## Description of the task
Render the lines below as a numbered list, leaving out any blank lines.

***** Input material *****

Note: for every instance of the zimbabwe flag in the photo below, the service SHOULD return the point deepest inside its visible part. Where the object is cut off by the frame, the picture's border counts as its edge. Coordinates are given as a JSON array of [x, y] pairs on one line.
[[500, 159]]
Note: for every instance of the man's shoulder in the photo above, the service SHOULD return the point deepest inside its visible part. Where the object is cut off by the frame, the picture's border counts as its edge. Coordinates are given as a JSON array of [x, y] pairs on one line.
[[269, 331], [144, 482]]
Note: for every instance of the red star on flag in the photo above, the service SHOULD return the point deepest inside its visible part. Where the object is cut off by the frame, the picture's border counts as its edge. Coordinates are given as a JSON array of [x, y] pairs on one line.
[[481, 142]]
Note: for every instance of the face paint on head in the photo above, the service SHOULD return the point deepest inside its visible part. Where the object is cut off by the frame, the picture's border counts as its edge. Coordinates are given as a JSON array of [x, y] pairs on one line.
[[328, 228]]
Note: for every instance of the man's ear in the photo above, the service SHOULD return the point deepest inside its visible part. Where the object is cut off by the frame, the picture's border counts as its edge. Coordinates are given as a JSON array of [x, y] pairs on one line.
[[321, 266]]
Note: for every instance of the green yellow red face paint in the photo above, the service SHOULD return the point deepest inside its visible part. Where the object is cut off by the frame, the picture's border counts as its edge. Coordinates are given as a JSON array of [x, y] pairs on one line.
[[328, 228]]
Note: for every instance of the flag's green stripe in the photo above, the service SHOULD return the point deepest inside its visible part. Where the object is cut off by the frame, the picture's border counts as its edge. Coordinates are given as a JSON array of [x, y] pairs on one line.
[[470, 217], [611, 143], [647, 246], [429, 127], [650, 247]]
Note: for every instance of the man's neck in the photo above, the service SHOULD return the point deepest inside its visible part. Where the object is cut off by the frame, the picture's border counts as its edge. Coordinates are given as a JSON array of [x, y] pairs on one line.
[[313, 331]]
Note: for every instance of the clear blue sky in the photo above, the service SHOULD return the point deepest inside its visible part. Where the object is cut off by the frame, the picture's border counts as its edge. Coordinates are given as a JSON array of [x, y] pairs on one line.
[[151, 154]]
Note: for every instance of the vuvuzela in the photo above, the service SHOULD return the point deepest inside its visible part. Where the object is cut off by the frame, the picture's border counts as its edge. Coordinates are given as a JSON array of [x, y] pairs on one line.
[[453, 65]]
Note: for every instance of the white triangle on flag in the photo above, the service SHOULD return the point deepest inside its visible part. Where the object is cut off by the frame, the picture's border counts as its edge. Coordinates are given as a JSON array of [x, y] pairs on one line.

*****

## Exercise result
1. Note: for every instance of the zimbabwe flag in the photo below, the service SHOULD return the point deepest inside its visible part. Where the object is cut off by the frame, the picture's border counts as its edge. Coordinates are given as a JSON array of [x, y] pairs on one line.
2. [[500, 159]]
3. Note: for every instance of the man's shoulder in the photo above, the service SHOULD return the point deepest inside its visible part. Where the object is cut off by the frame, the picture's border counts as its edge. Coordinates are given as a JSON array of [x, y] pairs on one line.
4. [[269, 331], [144, 482]]
5. Note: for every instance of the red star on flag in the photo above, the service SHOULD return the point deepest inside its visible part. Where the object is cut off by the frame, the picture's border counts as its edge. Coordinates are given as a JSON array of [x, y] pairs on one line.
6. [[481, 142]]
7. Note: for every instance of the face paint on head in the photo above, the service SHOULD return the point deepest inside its visible part. Where the object is cut off by the frame, the picture's border counts as its edge. Coordinates are given as a JSON array of [x, y] pairs on one line.
8. [[328, 228]]
9. Note: for every instance of the man's ear in the photo above, the service SHOULD return the point deepest inside its visible part. Where the object is cut off by the frame, the picture's border counts as its edge. Coordinates are given as a JSON array of [x, y] pairs on one line.
10. [[321, 266]]
11. Note: for every instance of the green yellow red face paint in the photo above, the service SHOULD return the point deepest inside its visible part. Where the object is cut off by the frame, the picture's border counts as its edge. Coordinates are given as a JSON array of [x, y] pairs on one line.
12. [[328, 228]]
13. Note: for every instance of the flag's green stripe in the photo above, the service SHOULD return the point deepest inside its visible part. Where the object is cut off by the frame, the picture's border counts as its edge. Coordinates are given as a JSON array of [x, y] pairs on one line.
14. [[470, 217], [611, 143], [647, 246], [429, 127], [650, 247]]
15. Note: for every instance of the man's neck in the photo above, the service SHOULD return the point deepest inside its visible part. Where the object is cut off by the frame, the picture's border counts as its edge. Coordinates are given as a JSON array of [x, y] pairs on one line.
16. [[313, 331]]
17. Note: for every instance of the clear blue sky in the photo above, the service SHOULD return the point deepest inside its visible part. Where the object is cut off by the frame, the picture's border counts as its edge. Coordinates are given as a JSON array of [x, y] pairs on one line.
18. [[151, 154]]
19. Note: for every instance of the vuvuzela in the photo above, the service SHOULD return the point deepest inside its visible part. Where the object is cut off by the frame, the picture's border counts as its edge. Coordinates are given as a JSON array of [x, y] pairs on one line.
20. [[453, 65]]
21. Note: for every instance of the white triangle on flag in the photo above, the service SHOULD return the point deepest inside its visible part. Where the object is cut off by the frame, the picture's border counts as its edge. Coordinates are given as a JSON array of [x, y] pairs on one line.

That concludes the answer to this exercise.